Express the part of the listing below that opens with the line containing "out the held" and closes with the line containing "[(627, 955), (476, 954), (302, 968)]", both lines included, as a JSON list of strings with one string per line. Omit blank lines.

[Image object location listing]
'''

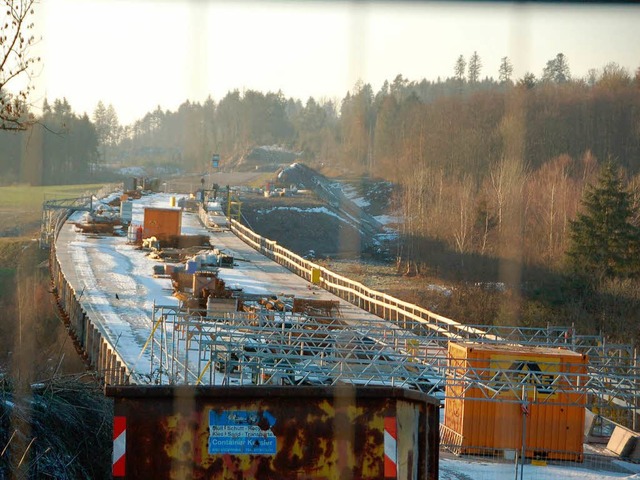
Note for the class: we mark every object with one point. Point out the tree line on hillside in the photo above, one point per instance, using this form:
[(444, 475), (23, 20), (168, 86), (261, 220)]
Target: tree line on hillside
[(482, 165), (485, 169)]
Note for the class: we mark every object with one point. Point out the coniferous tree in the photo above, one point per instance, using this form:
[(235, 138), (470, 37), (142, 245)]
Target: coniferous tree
[(506, 70), (604, 241), (475, 65), (460, 67)]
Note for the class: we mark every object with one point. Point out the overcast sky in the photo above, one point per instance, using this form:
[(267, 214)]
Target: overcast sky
[(138, 54)]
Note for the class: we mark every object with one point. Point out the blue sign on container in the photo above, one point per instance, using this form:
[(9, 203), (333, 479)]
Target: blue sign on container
[(241, 432)]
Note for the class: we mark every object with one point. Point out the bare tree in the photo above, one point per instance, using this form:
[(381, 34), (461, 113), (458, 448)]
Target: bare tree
[(16, 62)]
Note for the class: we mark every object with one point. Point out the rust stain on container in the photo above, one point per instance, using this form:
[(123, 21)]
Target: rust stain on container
[(162, 222), (555, 410), (276, 432)]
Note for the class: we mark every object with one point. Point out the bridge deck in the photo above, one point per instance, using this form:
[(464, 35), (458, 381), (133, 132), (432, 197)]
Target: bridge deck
[(117, 289)]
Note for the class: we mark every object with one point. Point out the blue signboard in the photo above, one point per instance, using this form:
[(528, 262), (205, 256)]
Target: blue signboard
[(241, 432)]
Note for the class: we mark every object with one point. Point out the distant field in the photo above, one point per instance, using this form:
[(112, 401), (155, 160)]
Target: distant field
[(26, 197), (21, 205)]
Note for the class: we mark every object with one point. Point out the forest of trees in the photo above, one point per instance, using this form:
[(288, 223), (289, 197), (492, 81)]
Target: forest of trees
[(484, 169)]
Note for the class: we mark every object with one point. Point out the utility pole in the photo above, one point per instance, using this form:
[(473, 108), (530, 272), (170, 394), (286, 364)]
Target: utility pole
[(525, 412)]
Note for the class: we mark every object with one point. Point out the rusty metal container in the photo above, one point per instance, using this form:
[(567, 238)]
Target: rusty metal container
[(274, 432), (162, 222), (484, 407)]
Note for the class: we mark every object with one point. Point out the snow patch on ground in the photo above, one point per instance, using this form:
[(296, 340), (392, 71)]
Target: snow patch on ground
[(324, 210), (352, 194)]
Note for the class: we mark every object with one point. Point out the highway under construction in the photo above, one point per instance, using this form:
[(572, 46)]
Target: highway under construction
[(233, 308)]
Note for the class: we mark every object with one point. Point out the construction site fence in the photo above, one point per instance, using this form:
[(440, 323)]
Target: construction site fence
[(97, 351), (491, 463)]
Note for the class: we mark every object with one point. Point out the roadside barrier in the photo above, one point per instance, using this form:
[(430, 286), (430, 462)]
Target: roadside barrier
[(405, 314)]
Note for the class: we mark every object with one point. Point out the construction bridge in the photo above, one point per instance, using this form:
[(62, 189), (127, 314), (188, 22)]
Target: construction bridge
[(133, 334)]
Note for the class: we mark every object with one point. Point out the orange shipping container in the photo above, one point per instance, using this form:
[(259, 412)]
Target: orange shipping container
[(162, 222), (483, 404)]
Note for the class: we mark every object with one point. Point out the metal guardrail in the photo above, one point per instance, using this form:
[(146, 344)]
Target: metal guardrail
[(405, 314)]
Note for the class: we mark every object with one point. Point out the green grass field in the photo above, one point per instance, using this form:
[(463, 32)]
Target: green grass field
[(21, 205), (25, 197)]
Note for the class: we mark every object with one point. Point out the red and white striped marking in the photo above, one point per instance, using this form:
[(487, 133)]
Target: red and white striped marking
[(119, 445), (390, 447)]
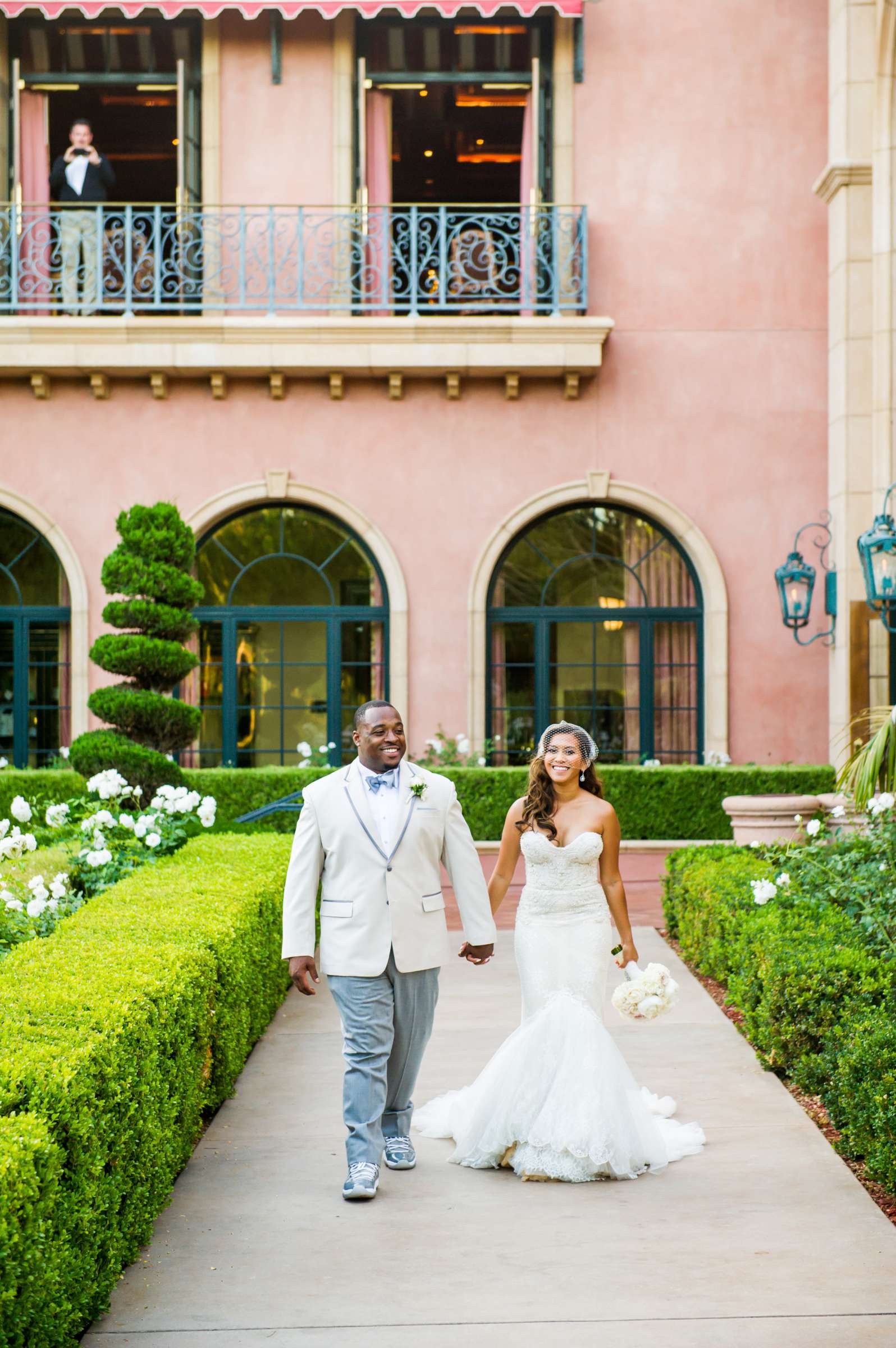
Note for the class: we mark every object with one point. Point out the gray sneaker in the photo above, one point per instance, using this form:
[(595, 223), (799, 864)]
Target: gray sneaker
[(399, 1153), (363, 1180)]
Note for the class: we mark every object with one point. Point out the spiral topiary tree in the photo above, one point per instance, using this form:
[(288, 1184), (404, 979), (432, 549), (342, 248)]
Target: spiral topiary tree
[(152, 568)]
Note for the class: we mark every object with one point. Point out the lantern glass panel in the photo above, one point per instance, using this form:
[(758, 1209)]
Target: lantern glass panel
[(884, 573)]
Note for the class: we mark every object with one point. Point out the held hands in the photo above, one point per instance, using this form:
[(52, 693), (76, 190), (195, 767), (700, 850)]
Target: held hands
[(627, 955), (476, 954), (302, 968)]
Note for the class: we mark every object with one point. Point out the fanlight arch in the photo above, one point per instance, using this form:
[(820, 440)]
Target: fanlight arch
[(596, 615)]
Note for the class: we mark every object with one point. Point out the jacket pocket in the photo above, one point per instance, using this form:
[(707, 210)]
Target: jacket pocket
[(336, 908)]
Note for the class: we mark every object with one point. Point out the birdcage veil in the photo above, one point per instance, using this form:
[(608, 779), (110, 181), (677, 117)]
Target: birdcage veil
[(585, 742)]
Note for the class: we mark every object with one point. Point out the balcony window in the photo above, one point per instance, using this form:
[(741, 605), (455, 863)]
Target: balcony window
[(34, 646), (596, 618), (293, 637)]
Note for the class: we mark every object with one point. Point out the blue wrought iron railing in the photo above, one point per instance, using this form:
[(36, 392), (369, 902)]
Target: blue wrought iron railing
[(293, 259)]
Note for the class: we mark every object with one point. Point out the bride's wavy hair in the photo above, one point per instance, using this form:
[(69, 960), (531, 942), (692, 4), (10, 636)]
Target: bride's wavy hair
[(541, 799)]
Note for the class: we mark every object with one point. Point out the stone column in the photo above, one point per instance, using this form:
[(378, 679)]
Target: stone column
[(847, 186)]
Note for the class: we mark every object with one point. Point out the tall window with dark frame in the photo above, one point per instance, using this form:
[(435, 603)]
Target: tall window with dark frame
[(35, 668), (596, 617), (293, 637)]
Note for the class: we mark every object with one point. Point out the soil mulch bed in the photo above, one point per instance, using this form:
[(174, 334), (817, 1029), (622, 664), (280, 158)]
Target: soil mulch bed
[(812, 1104)]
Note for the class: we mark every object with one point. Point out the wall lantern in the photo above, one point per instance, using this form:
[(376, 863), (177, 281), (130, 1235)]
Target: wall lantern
[(877, 554), (797, 581)]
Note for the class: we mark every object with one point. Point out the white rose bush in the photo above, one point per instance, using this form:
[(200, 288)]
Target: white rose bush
[(107, 835), (856, 873), (646, 992)]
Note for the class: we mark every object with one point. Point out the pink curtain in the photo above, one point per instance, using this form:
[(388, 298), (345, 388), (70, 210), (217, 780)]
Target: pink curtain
[(35, 280), (379, 194), (527, 217)]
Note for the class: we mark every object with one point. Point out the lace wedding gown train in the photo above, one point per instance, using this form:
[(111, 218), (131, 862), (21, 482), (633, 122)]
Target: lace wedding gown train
[(558, 1100)]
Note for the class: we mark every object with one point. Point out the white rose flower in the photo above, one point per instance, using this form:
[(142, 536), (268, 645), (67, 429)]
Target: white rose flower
[(21, 809)]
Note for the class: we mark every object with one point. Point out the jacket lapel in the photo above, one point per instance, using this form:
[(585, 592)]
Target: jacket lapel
[(359, 800)]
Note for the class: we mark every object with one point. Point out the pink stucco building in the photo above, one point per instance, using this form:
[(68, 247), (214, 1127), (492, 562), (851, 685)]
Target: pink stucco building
[(511, 406)]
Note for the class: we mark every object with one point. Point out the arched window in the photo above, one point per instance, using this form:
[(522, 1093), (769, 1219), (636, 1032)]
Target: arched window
[(34, 646), (596, 617), (293, 638)]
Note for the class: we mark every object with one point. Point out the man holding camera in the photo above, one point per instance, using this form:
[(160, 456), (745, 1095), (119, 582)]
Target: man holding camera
[(80, 179)]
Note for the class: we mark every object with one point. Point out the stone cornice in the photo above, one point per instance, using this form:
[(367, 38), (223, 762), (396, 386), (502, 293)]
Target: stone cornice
[(302, 347), (841, 173)]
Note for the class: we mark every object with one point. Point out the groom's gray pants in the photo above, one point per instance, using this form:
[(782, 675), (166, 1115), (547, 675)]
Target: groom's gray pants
[(387, 1022)]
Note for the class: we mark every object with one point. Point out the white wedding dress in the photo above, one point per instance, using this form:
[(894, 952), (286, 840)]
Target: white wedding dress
[(558, 1100)]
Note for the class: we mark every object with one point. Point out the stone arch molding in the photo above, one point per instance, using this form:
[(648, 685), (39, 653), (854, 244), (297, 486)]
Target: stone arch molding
[(278, 487), (77, 580), (601, 487)]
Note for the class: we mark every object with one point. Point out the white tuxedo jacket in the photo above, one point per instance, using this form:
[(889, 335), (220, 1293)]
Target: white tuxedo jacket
[(371, 902)]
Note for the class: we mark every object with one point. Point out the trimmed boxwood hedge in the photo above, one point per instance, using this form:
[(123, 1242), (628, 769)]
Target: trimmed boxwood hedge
[(119, 1035), (662, 803), (819, 1003)]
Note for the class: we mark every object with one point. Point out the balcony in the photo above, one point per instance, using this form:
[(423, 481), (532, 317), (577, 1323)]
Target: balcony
[(372, 290)]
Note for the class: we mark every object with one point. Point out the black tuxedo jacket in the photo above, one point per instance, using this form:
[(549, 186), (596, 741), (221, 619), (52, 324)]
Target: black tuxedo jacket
[(98, 181)]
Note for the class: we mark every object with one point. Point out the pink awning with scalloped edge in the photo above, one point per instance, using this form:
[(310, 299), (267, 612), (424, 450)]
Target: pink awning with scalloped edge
[(289, 8)]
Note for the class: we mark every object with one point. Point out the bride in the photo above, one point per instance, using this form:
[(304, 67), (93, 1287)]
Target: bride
[(558, 1102)]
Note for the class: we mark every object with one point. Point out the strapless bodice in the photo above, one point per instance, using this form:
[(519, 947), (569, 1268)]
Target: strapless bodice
[(563, 880)]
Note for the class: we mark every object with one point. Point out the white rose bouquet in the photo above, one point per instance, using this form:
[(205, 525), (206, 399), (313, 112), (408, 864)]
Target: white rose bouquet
[(646, 992)]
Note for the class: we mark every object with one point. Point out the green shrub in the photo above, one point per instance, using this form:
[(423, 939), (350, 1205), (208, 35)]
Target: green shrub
[(819, 998), (152, 567), (120, 1032), (861, 1091), (709, 904), (30, 1277)]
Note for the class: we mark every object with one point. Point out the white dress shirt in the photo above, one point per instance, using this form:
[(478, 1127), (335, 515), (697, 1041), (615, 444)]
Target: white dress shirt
[(76, 172), (385, 807)]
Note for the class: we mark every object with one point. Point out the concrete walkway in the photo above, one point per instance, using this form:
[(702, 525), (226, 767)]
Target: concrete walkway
[(766, 1239)]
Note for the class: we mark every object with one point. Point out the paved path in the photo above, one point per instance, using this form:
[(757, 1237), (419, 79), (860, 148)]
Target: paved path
[(766, 1239)]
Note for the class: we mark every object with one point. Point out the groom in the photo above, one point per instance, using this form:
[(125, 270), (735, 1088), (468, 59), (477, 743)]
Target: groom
[(375, 834)]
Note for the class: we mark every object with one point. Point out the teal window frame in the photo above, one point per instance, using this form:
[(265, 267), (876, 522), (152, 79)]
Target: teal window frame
[(336, 617), (543, 617)]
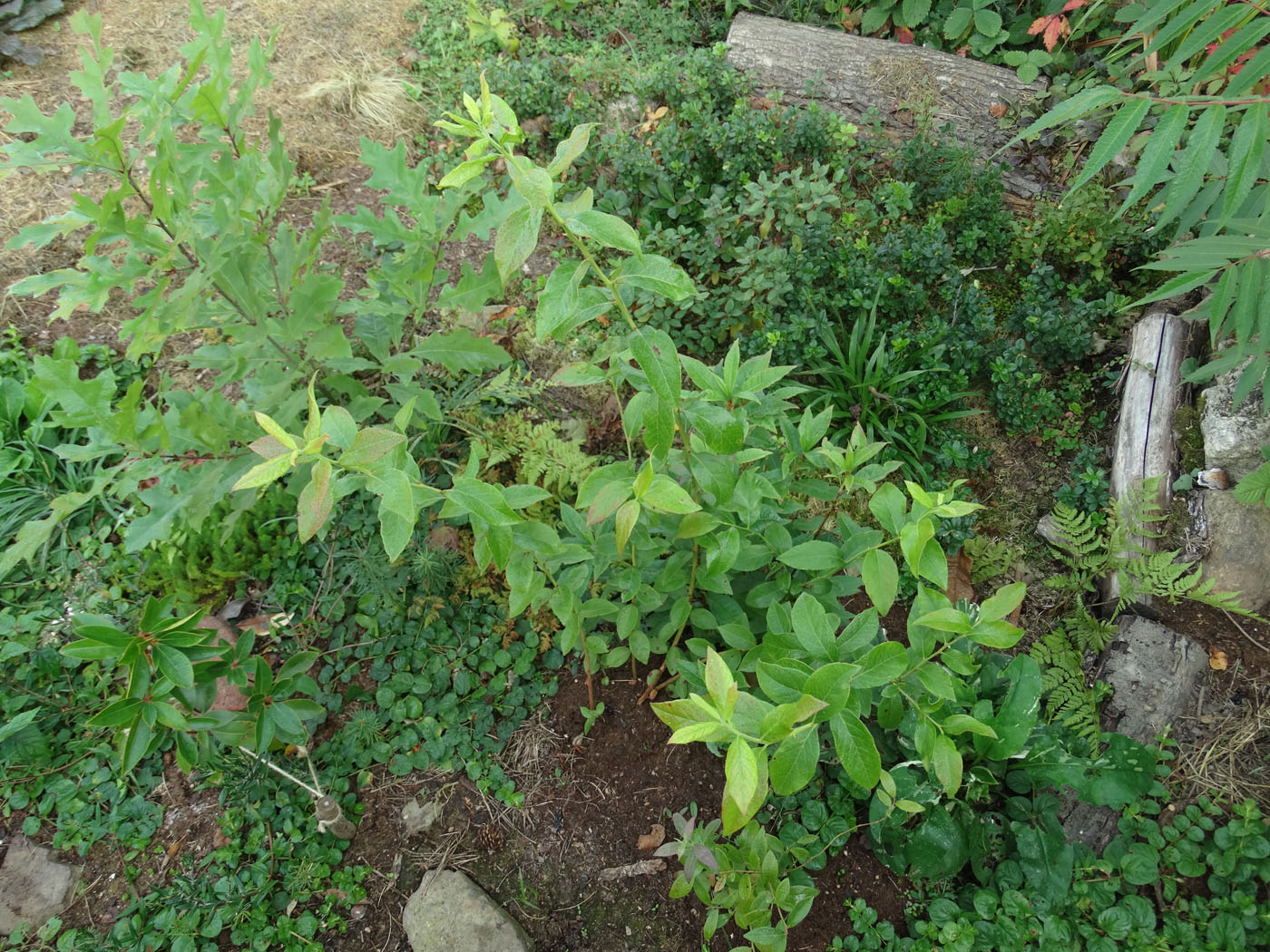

'''

Result for this exercise:
[
  "Note for the class: we mark every object with one point. Point out the held hands in the photo above, one point per instance, using this form:",
  "[(52, 693), (76, 190), (195, 767), (700, 850)]",
  "Target: held hands",
  "[(627, 955), (476, 954), (302, 968)]"
]